*Records for this exercise:*

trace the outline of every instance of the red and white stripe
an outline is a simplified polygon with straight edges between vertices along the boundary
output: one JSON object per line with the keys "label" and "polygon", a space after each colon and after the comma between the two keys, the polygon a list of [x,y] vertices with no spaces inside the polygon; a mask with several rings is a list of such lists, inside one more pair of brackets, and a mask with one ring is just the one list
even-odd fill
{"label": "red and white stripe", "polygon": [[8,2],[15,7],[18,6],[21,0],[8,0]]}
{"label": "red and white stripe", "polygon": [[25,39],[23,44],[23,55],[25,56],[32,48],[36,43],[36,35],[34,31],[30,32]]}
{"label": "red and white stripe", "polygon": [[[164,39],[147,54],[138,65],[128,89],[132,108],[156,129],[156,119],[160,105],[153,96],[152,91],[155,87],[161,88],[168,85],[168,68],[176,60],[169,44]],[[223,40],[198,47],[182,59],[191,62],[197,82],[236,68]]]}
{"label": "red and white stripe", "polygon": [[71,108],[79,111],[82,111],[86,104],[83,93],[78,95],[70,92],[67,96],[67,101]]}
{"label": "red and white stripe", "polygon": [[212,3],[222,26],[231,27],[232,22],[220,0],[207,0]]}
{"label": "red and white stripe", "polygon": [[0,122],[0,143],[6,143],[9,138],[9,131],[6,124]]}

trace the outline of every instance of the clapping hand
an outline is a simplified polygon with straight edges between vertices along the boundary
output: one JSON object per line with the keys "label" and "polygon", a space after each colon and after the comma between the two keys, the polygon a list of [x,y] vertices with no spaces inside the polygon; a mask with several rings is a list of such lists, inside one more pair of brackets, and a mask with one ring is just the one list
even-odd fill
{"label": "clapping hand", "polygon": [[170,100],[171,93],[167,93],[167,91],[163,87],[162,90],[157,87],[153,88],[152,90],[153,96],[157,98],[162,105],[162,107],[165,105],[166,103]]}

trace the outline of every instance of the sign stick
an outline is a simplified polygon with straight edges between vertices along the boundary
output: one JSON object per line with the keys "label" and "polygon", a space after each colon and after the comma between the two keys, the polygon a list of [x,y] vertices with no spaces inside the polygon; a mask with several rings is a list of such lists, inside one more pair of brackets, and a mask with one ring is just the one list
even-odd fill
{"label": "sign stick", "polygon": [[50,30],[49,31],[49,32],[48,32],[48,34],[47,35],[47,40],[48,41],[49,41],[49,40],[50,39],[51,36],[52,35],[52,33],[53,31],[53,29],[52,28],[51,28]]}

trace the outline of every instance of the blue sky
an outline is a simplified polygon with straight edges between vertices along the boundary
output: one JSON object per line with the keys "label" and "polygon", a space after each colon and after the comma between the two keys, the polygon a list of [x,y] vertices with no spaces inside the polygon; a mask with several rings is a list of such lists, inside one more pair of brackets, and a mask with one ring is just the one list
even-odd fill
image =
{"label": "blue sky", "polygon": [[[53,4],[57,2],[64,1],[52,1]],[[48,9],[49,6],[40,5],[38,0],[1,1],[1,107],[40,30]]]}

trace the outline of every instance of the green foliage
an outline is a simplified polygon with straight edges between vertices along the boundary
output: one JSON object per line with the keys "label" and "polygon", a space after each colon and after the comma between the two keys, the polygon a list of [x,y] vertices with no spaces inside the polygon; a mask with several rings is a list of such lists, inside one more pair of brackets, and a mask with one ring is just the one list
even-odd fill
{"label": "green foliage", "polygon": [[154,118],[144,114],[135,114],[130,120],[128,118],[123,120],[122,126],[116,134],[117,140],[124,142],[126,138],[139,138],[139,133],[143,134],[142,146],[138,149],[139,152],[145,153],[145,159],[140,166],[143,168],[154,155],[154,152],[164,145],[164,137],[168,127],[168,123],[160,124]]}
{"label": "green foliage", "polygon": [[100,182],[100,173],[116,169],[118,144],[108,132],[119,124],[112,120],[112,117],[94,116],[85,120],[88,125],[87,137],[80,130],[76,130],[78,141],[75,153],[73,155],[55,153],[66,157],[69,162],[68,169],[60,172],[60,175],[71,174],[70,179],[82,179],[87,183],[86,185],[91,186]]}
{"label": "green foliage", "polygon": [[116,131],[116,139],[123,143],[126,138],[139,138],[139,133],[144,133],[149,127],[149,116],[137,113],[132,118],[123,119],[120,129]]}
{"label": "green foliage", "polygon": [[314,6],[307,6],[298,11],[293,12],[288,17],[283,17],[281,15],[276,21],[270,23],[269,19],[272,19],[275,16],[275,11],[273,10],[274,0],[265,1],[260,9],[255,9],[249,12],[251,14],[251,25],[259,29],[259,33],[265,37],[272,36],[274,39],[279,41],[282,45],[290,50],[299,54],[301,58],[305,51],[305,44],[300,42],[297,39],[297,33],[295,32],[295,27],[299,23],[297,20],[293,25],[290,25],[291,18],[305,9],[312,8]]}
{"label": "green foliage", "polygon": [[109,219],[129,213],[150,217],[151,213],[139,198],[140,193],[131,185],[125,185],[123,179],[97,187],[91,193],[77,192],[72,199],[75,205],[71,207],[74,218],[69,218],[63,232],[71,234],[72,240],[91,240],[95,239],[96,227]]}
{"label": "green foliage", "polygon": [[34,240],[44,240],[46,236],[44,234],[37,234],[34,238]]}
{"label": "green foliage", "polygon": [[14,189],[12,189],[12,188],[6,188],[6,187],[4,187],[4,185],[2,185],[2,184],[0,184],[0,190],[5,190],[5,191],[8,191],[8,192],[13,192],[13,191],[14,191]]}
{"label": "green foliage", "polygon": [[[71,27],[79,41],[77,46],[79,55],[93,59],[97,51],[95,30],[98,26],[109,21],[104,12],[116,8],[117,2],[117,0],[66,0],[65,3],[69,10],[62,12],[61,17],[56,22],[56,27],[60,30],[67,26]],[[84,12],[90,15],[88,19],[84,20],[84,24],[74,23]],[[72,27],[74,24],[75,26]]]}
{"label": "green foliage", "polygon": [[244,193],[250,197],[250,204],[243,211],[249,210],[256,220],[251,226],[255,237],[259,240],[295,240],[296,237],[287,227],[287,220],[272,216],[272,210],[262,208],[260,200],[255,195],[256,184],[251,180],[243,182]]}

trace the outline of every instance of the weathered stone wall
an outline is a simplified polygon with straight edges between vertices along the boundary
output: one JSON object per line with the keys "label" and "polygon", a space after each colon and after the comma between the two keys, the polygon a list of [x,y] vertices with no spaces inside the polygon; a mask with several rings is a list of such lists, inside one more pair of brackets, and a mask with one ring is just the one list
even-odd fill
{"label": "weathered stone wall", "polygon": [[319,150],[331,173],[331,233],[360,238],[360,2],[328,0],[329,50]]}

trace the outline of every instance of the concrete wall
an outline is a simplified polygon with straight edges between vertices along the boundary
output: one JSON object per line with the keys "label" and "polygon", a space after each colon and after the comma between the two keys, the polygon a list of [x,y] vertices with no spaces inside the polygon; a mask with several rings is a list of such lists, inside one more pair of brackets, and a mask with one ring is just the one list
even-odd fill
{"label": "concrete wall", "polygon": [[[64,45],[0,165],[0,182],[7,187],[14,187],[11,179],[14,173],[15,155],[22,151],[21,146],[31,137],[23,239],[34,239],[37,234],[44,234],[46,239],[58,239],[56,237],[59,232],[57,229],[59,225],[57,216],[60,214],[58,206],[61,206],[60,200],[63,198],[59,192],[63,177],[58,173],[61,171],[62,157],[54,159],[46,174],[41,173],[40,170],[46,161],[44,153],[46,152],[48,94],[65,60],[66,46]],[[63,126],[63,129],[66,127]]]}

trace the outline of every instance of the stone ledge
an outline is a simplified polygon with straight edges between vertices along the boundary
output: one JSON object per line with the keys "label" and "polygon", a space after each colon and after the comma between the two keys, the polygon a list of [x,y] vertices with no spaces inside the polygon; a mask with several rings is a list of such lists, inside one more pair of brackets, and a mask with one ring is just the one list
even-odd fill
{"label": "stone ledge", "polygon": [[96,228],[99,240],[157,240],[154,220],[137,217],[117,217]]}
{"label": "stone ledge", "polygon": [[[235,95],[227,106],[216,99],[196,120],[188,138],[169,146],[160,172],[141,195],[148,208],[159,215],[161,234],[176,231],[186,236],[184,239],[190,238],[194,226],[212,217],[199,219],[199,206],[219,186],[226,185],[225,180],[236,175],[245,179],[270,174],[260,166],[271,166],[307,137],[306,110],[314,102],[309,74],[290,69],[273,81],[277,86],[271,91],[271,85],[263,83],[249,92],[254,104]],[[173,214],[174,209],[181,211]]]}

*Task directions:* Please count the lines of the data above that contain the string "white" and reply with only that number.

*Response to the task:* 7